→ Text extract:
********

Re: Representing data on disk in an MV database - was Re: foundations of relational theory? - some references for the truly starving
Date: Fri, 24 Oct 2003 04:45:05 GMT
Message-ID: <l72mb.4070$wc3.1528_at_newsread3.news.pas.earthlink.net>
Mikito Harakiri wrote:
> "Mike Preece" <michael_at_preece.net> wrote:
>>Apology not necessary. Thanks anyway - it's like a breath of fresh
>>air.
>>Char(255) = End of item mark
>>Char(254) = Attribute mark
>>Char(253) = Value mark
>>Char(252) = SubValue mark
>
> Fresh air? Where did you dig that corpse from the 60s? Even XML (which
> smells a lot too) is more inventive with their field delimeters.
First of all, you are taking the quote about the apology out of context. A more accurate context would be:
Mike Preece wrote:
>Jonathan Leffler wrote:
>> Does that mean that all field values are stored as printable >> character strings?

********

→ Extracted records:
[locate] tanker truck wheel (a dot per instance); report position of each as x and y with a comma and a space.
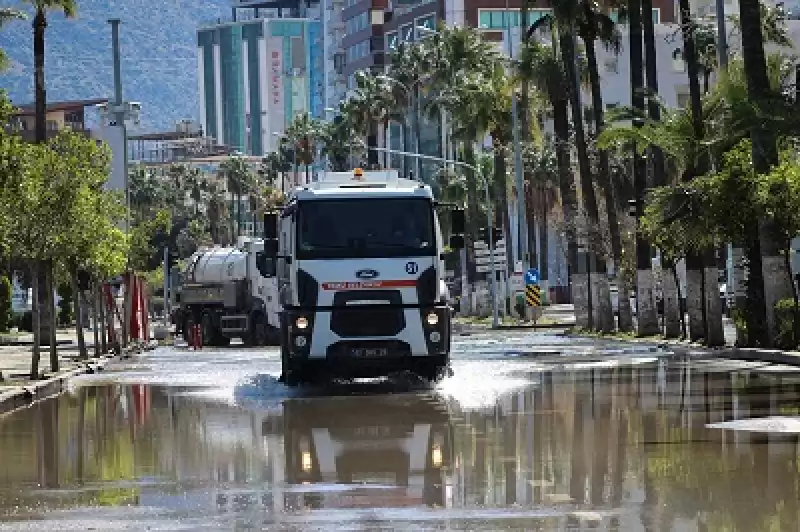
259, 334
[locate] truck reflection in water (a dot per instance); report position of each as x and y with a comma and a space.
367, 451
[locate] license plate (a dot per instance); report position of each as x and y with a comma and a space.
369, 352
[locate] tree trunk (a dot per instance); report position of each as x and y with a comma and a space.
702, 324
51, 313
40, 93
646, 308
96, 323
672, 305
569, 206
36, 313
104, 320
78, 308
473, 210
595, 278
605, 179
767, 279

********

→ Set of tasks:
• A. List every delimiter mark named in the newsgroup post, each with its character code.
• B. Answer these about the newsgroup post, one answer per line:
(i) What is the date of the message?
(ii) Which mark does Char(253) stand for?
(iii) Which format does Mikito Harakiri call more inventive with its field delimiters?
• C. Write out the newsgroup post from "Re: Representing data" up to and including "their field delimeters.", putting "Field mark" in place of "Attribute mark".

→ Full solutions:
• A.
Char(255) = End of item mark
Char(254) = Attribute mark
Char(253) = Value mark
Char(252) = SubValue mark

• B.
(i) Fri, 24 Oct 2003
(ii) Value mark
(iii) XML

• C.
Re: Representing data on disk in an MV database - was Re: foundations of relational theory? - some references for the truly starving
Date: Fri, 24 Oct 2003 04:45:05 GMT
Message-ID: <l72mb.4070$wc3.1528_at_newsread3.news.pas.earthlink.net>
Mikito Harakiri wrote:
> "Mike Preece" <michael_at_preece.net> wrote:
>>Apology not necessary. Thanks anyway - it's like a breath of fresh
>>air.
>>Char(255) = End of item mark
>>Char(254) = Field mark
>>Char(253) = Value mark
>>Char(252) = SubValue mark
>
> Fresh air? Where did you dig that corpse from the 60s? Even XML (which
> smells a lot too) is more inventive with their field delimeters.